## START Supplied data

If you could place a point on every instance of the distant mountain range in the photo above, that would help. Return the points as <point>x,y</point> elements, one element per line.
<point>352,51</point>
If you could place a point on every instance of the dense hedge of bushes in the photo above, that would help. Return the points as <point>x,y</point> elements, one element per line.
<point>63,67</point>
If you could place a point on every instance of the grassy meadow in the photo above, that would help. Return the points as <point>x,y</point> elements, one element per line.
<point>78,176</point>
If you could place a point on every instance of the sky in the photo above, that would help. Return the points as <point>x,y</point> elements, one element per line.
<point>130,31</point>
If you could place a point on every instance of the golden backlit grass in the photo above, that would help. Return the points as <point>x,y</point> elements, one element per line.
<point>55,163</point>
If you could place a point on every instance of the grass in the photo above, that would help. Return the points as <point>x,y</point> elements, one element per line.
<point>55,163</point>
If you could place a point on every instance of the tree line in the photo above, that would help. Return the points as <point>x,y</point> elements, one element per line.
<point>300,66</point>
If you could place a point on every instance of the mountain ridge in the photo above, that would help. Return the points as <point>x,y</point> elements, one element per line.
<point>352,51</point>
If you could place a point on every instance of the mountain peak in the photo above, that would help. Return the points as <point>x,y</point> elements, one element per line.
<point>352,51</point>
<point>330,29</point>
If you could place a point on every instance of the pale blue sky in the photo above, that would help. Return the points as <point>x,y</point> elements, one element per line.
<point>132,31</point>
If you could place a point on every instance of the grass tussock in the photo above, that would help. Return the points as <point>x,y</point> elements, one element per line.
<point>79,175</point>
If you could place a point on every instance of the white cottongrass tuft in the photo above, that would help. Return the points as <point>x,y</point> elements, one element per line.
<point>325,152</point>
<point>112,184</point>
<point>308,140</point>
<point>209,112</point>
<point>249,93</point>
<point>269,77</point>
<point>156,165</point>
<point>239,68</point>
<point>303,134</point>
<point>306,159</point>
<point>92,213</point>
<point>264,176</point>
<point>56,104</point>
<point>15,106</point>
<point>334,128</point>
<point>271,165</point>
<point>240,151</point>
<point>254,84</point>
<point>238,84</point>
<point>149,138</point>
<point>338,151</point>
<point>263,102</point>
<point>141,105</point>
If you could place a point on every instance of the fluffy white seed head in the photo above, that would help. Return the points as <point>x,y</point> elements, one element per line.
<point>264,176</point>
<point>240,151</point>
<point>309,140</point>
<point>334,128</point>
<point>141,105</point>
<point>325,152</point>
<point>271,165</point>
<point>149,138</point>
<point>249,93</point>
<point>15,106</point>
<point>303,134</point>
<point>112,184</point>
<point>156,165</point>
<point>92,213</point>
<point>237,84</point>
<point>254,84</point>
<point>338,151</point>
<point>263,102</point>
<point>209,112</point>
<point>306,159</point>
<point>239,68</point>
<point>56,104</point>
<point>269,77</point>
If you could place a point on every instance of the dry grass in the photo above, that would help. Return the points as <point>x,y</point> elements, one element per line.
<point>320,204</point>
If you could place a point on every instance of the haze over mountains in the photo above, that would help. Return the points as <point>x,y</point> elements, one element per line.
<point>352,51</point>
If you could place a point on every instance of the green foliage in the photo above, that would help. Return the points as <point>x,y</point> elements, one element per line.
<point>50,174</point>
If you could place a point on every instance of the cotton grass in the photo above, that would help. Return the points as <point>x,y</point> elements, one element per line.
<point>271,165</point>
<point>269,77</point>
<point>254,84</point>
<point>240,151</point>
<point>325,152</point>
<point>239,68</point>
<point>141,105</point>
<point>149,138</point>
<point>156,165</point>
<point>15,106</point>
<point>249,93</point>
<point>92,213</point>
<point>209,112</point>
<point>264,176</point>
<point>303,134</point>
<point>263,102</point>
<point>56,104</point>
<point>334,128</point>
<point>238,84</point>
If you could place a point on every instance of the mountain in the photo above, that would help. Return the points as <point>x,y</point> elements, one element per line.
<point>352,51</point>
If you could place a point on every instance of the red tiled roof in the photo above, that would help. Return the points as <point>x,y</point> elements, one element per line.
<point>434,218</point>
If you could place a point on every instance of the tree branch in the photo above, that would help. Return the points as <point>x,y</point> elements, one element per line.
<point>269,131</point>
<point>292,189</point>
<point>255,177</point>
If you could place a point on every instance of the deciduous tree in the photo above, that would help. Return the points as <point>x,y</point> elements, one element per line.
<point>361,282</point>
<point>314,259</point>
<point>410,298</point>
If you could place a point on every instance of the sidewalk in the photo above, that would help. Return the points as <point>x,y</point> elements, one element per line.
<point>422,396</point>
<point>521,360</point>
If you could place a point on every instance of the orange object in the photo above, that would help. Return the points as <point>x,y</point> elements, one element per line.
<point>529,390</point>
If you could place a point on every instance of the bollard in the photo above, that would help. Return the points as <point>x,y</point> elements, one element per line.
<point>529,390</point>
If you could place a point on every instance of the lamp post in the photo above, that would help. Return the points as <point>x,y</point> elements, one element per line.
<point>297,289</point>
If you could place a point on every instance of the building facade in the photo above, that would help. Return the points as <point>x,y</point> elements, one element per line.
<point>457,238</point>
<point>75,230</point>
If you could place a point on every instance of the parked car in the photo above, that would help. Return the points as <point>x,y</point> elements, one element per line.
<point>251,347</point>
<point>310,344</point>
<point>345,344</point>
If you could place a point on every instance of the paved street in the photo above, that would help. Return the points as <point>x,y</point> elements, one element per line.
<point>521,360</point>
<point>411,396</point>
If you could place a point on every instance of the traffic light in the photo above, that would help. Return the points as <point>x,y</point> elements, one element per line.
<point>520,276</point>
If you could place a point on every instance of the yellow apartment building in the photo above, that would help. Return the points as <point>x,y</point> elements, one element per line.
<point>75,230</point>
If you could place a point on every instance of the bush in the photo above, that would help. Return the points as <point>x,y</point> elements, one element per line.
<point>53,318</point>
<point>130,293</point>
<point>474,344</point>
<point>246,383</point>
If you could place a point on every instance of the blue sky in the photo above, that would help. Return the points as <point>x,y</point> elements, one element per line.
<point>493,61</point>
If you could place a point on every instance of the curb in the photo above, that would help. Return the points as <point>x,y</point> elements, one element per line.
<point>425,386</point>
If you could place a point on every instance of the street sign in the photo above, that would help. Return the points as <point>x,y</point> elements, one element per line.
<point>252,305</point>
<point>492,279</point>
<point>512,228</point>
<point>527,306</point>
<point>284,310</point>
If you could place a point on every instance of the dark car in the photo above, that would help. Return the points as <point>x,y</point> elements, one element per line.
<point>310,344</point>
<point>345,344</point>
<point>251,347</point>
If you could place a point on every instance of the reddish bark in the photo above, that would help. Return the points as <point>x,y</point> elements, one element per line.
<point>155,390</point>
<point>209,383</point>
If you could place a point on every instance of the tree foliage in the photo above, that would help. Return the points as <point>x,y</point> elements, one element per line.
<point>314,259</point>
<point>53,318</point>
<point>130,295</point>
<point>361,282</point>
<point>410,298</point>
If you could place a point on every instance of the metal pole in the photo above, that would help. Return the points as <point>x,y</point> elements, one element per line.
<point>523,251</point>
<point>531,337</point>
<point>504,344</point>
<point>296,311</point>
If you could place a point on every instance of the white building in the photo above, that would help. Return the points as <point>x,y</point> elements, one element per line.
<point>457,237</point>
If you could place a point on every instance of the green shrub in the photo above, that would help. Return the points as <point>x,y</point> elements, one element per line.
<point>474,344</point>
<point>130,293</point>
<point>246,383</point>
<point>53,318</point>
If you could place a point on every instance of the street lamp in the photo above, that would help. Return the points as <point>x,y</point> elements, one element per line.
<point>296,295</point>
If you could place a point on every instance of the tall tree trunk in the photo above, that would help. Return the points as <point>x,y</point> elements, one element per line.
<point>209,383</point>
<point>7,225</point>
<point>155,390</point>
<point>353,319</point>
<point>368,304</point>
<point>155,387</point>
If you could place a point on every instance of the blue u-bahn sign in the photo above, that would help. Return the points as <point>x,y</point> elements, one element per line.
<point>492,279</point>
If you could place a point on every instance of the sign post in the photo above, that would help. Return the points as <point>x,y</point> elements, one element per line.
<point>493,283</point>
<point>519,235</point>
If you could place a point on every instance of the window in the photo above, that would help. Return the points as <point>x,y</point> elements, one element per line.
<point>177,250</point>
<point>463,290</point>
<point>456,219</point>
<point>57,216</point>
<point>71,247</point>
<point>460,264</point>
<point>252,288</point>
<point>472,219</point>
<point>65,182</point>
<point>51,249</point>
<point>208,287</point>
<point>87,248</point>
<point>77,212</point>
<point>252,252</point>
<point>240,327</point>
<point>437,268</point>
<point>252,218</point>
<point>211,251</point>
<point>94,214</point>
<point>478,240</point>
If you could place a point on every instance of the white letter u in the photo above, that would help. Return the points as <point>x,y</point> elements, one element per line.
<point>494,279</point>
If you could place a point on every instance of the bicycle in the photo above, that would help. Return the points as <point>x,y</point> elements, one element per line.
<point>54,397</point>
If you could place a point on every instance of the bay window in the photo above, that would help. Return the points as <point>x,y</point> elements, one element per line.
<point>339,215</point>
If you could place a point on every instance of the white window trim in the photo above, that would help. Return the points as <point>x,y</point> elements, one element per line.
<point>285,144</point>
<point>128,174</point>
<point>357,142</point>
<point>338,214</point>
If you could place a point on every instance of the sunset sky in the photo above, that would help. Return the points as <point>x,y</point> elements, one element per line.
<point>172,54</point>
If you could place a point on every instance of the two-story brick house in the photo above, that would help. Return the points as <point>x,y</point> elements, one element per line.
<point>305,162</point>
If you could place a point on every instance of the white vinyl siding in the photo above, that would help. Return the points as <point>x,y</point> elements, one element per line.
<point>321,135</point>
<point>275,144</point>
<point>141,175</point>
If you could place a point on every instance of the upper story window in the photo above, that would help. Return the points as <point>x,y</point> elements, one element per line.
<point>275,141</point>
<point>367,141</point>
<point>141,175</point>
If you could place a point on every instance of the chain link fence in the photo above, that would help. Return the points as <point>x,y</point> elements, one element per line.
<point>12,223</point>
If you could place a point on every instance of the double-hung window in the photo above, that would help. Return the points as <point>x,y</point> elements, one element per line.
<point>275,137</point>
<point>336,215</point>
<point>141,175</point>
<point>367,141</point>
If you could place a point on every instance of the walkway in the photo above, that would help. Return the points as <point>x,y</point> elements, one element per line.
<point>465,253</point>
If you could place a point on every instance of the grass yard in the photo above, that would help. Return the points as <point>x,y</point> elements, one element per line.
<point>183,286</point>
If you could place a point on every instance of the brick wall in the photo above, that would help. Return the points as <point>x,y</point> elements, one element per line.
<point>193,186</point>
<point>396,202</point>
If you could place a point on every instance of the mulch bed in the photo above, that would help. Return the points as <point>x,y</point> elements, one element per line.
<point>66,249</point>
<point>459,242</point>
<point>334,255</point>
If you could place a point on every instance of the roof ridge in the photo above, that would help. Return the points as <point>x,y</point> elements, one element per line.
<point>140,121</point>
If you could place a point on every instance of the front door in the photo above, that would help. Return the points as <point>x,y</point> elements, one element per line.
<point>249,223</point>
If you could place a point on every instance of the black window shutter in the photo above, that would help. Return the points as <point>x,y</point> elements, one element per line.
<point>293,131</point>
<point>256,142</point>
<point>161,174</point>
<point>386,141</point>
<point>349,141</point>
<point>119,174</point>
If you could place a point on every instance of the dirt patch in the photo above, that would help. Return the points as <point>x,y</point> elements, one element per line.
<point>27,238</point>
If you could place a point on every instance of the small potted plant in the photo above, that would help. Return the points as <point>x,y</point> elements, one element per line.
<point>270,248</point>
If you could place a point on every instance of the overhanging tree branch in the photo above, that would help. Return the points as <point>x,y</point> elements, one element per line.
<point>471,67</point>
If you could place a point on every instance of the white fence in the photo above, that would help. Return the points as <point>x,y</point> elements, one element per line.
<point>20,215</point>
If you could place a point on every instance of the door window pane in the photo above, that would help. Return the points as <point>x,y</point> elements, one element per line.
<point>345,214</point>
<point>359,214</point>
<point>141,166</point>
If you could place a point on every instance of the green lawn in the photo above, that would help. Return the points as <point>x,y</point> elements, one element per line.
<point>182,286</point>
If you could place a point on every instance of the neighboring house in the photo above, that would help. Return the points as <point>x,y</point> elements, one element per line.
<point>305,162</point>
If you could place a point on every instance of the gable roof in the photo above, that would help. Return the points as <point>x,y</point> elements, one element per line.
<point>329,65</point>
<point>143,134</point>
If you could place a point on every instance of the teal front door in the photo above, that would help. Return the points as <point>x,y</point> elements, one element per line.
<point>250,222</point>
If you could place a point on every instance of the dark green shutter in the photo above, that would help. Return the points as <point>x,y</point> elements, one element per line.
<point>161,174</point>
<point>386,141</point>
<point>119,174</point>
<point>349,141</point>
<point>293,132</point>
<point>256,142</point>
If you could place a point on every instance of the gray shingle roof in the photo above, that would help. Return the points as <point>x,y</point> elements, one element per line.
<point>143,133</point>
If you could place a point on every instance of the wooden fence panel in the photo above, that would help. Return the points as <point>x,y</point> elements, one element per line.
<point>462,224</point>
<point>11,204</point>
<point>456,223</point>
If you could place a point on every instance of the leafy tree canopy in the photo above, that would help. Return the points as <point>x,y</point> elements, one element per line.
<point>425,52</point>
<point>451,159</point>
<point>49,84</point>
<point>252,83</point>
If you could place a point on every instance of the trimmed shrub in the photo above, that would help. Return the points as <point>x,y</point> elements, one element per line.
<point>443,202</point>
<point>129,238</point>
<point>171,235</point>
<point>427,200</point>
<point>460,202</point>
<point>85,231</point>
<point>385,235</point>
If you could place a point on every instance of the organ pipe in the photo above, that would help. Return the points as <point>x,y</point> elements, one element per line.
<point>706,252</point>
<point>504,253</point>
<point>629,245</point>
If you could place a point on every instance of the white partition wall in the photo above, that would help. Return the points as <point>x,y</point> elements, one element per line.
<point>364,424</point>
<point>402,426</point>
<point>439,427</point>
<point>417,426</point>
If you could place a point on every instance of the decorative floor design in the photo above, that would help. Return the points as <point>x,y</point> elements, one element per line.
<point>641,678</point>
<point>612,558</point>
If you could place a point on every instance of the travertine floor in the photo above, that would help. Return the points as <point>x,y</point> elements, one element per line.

## END Supplied data

Switch "white fence" to "wooden fence" in the listing, from the line with "of the small" to the line with "<point>20,215</point>", both ends included. Return only those lines, with everything else left unchanged.

§ **Exercise output**:
If you could place a point on every instance of the small potted plant in the photo above, that would help. Return the points as <point>x,y</point> elements, one element per line.
<point>270,248</point>
If you could place a point on every instance of the overhanging tree branch in the photo above, that would help. Return the points as <point>x,y</point> elements, one element per line.
<point>471,67</point>
If you could place a point on every instance of the wooden fence in the photo above, that would help. Return the points as <point>x,y</point> elements, one element per line.
<point>20,215</point>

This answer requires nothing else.